▶ Teks yang Diberikan:

#####

Sidney: Perempuan Dimanfaatkan ISIS karena Jarang Dicurigai
JAKARTA, SATUHARAPAN.COM – Peneliti terorisme internasional Sidney Jones mengatakan, ISIS memanfaatkan perempuan dalam aksi teror karena kecurigaan publik terhadap mereka rendah.
"ISIS, dengan sengaja menggunakan perempuan karena dianggap sebagai orang yang tidak akan dicurigai kalau masuk daerah tertentu," kata Sidney di Jakarta, Selasa (22/5).
Ia juga membenarkan, ISIS saat ini memberikan peran yang lebih strategis kepada perempuan dalam aksi terorisme.
Sidney mengatakan, ISIS atau kelompok ekstremis lain pada awalnya, tidak melibatkan perempuan dalam aksi kekerasan yang kerap diistilahkan sebagai "jihad".
Kaum Hawa, kata dia, awalnya dimasukkan ke dalam kelompok teroris itu agar tetap ada yang menjaga anak-anak serta keturunan dari para teroris yang tewas dalam melancarkan aksinya.
"Saya kira ada evolusi. Perempuan dalam terorisme kemudian kita lihat sebagai kurir. Ia juga jadi ustazah dan pencari dana untuk melakukan aksi," kata dia.
Namun, berkaca pada kasus peledakan bom yang terjadi di tiga gereja di Surabaya pada Minggu (13/5), diketahui bahwa saat ini ISIS sudah memperbolehkan perempuan untuk menjadi eksekutor.
Dengan melihat fakta tersebut, Sidney menilai kelak peran perempuan yang bergabung di kelompok teroris akan terus berkembang. Bahkan, kemungkinan juga bisa memiliki posisi yang sentral.

#####

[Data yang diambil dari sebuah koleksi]
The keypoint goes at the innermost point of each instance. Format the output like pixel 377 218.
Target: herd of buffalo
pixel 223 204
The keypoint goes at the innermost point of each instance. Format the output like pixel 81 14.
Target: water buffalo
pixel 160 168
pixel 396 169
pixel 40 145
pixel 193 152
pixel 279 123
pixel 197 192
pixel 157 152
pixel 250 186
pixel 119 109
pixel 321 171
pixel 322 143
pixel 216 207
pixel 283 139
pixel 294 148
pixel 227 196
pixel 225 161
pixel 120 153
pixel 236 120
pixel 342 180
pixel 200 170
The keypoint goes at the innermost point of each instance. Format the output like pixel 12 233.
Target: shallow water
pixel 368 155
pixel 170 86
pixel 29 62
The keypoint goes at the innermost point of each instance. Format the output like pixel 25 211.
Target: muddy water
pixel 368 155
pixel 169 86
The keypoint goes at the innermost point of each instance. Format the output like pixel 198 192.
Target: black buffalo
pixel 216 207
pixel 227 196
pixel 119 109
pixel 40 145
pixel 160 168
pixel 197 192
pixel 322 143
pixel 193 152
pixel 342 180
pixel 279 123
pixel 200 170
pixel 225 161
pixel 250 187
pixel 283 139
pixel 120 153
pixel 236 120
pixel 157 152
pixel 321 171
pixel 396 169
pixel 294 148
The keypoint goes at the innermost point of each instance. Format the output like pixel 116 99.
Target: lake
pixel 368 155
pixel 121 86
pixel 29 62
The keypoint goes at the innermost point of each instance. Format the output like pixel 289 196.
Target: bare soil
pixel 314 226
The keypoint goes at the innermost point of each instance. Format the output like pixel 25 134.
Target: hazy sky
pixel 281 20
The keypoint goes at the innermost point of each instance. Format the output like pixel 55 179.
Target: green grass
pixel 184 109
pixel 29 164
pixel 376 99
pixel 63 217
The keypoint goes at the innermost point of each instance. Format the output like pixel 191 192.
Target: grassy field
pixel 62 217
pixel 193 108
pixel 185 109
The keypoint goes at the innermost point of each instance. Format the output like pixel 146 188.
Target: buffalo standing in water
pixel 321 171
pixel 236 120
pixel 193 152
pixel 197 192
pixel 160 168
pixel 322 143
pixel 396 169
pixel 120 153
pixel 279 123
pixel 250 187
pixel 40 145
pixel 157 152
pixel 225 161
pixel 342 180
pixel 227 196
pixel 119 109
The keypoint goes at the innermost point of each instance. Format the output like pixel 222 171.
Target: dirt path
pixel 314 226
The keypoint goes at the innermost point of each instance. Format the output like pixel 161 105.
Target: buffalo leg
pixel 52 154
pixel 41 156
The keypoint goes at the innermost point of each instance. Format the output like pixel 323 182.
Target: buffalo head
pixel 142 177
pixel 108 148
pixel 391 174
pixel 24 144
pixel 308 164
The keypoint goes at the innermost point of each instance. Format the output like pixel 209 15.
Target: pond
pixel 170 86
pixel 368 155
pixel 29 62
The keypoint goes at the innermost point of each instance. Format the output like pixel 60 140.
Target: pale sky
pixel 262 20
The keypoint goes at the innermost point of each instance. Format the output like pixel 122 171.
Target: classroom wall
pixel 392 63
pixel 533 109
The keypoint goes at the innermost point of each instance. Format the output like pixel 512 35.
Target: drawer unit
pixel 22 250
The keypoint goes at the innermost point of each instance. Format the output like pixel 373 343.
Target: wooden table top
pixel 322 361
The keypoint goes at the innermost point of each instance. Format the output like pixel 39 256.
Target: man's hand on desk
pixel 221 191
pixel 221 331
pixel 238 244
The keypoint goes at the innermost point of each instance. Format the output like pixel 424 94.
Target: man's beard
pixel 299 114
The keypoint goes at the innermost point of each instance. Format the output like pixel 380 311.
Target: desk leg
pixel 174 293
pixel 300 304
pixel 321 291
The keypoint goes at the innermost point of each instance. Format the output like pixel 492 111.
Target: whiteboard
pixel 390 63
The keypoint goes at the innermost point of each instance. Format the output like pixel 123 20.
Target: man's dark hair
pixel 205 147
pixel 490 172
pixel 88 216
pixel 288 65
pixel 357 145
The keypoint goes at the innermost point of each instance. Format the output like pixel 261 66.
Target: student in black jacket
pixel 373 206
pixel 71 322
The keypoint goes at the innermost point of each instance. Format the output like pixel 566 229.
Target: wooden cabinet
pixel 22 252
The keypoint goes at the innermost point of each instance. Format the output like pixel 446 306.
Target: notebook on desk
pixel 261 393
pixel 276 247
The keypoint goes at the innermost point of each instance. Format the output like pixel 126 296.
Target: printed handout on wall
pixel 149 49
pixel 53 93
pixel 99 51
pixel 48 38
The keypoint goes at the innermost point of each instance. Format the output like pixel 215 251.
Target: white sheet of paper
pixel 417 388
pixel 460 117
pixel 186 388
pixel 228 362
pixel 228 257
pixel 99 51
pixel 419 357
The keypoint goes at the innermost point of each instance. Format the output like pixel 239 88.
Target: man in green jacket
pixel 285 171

#####

▶ Tugas yang Dikerjakan:
a. Menurut artikel tentang perempuan dalam terorisme di atas, mengapa ISIS memanfaatkan perempuan dalam aksi teror?
b. Ubah paragraf yang diawali "Saya kira ada evolusi" dalam artikel tentang perempuan dalam terorisme menjadi daftar singkat yang memuat fakta utamanya.
c. Ringkas artikel tentang perempuan dalam terorisme dalam dua kalimat.

▶ Jawaban per Tugas:
a. Karena kecurigaan publik terhadap perempuan rendah.

b.
- Menurut Sidney, peran perempuan dalam terorisme mengalami evolusi.
- Perempuan berperan sebagai kurir.
- Perempuan berperan sebagai ustazah.
- Perempuan berperan sebagai pencari dana untuk melakukan aksi.

c. Sidney Jones mengatakan ISIS sengaja memanfaatkan perempuan dalam aksi teror karena mereka jarang dicurigai, dan perannya berkembang dari penjaga anak-anak menjadi kurir, ustazah, serta pencari dana. Kasus bom di tiga gereja di Surabaya menunjukkan bahwa ISIS kini membolehkan perempuan menjadi eksekutor, sehingga Sidney menilai peran mereka akan terus berkembang, bahkan mungkin menjadi sentral.